Task description
Output the records below as a JSON list of strings, one string per line, leaving out any blank lines.
===
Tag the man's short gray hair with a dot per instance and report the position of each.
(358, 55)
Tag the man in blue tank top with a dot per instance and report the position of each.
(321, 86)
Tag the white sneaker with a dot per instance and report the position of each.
===
Exercise response
[
  "Tag the man's short gray hair with a dot per instance and report the position of each.",
  "(358, 55)",
  "Tag the man in blue tank top with a dot per instance and report the position of each.",
  "(321, 86)",
  "Tag the white sneaker with a dot per instance and report the position of each."
]